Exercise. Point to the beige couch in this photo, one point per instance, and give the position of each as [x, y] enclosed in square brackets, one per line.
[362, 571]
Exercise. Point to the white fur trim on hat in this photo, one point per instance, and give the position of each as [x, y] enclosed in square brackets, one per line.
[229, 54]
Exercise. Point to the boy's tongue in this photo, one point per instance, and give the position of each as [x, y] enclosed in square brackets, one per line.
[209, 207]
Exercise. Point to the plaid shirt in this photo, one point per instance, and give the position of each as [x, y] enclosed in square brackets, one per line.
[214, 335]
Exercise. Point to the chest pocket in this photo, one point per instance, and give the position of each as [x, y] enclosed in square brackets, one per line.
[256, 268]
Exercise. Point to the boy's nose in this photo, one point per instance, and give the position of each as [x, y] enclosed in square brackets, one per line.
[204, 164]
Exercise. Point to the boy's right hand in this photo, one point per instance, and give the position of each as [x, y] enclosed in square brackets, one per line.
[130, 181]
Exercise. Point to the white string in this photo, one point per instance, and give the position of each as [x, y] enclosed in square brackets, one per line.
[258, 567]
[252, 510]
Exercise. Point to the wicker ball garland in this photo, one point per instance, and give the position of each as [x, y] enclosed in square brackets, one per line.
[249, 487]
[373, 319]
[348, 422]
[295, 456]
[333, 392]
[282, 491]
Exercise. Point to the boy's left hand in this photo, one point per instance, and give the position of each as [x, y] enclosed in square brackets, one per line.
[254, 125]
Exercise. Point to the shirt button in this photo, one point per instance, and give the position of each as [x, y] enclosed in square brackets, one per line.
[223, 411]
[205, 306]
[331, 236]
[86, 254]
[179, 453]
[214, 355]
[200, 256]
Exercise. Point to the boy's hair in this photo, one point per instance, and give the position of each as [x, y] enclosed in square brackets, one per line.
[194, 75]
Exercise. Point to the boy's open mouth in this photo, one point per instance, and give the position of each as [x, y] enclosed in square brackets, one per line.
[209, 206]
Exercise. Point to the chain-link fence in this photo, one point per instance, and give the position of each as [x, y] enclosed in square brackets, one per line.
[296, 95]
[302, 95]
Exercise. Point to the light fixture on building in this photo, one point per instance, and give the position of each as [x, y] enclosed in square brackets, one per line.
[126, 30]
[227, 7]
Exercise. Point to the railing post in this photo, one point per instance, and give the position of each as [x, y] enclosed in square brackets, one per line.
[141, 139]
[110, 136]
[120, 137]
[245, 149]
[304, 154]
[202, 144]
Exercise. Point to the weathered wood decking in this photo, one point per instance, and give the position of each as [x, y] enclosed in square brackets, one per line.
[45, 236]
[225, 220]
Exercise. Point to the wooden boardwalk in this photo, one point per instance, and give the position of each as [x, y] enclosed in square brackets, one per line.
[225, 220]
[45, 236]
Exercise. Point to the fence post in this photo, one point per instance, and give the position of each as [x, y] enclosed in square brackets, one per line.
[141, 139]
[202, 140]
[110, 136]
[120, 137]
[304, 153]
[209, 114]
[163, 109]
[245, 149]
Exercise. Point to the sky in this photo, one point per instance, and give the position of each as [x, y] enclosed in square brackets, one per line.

------------------------------------------------

Work instructions
Repeat the records above exactly, leaving none out.

Expected answer
Exercise. Point to the beige couch in this photo, one point per instance, and give the position of each as [x, y] enclosed in square brackets, one per line.
[362, 571]
Exercise. Point to the white fur trim on hat in this photo, one point per instance, and give the position of each as [x, y] enclosed in square brackets, one per line.
[229, 54]
Exercise. Point to the boy's tongue in this photo, one point per instance, and give the position of each as [x, y] enclosed in square brackets, one per line.
[209, 207]
Exercise. Point to the plaid shirt in this photo, one point per instance, and give the position of each as [x, y] enclosed in square brackets, one per line.
[214, 335]
Exercise. Point to the chest pocket in this photo, one point per instance, and give the position of each as [x, y] enclosed in square brackets, one per line.
[256, 268]
Exercise. Point to the boy's nose in this photo, one point per instance, and give the position of each as [x, y] enclosed in square brackets, one per line.
[204, 164]
Exercise. Point to the boy's right hand in this photo, one point per instance, and give the position of each as [x, y] enclosed in square brackets, one per line.
[130, 181]
Exercise. Point to the white string in this photo, one point per instance, and give the position of each as [x, y] enclosed in square brackets, one per line.
[258, 567]
[252, 510]
Exercise. Point to the wicker ball garland in this photo, one point per instance, and give the position of each as [x, y] enclosed in square brackets, one per line.
[249, 487]
[373, 319]
[348, 422]
[295, 456]
[333, 392]
[282, 491]
Exercise. Point to the boy's left hand in this photo, one point per instance, and give the position of each as [x, y] enclosed in square brackets, one per line.
[254, 125]
Exercise. Point to the shirt button in this photo, one point per instance, and give the position of each as [x, y] enclosed in square brackets, one per line.
[223, 411]
[205, 306]
[331, 236]
[86, 254]
[179, 453]
[214, 355]
[200, 256]
Exercise. Point to the boy's hair in this photo, one point per instance, and give the position of each as [x, y] enclosed in square brackets, one per line.
[194, 75]
Exercise. Point to the boy's open mouth in this photo, one point per instance, and give the position of each as [x, y] enclosed in square brackets, one per line.
[209, 206]
Exercise. Point to the chain-link fence in this photo, one point per instance, and give the position of each as [x, y] enclosed in square brackets, one per line.
[296, 95]
[302, 95]
Exercise. Point to the light fixture on building in this photo, one point per instance, and give the position of each as [x, y] enclosed in square brackets, one per line.
[126, 30]
[227, 7]
Exercise. Point to the railing post in this photo, one point per instance, and give the position of each as [x, y] enclosed in square brackets, one per line.
[141, 139]
[110, 136]
[120, 137]
[245, 149]
[304, 154]
[202, 144]
Exercise. Point to the weathered wood decking in this photo, one point per instance, and give the position of each as [x, y] enclosed in square brackets, one per line.
[45, 236]
[225, 220]
Exercise. Point to the wooden boardwalk in this photo, one point per instance, and give the position of each as [x, y] enclosed in square brackets, one per line.
[225, 220]
[45, 236]
Exercise. Point to the fence post in this photo, one point per instance, and give the position of each as [x, y] enclosed in square brackets, one per line.
[141, 139]
[202, 140]
[110, 136]
[120, 137]
[304, 153]
[209, 114]
[163, 109]
[245, 149]
Exercise. Point to the sky in this photo, one point per instance, and give the position of each as [x, y] enclosed in square brackets, one per line.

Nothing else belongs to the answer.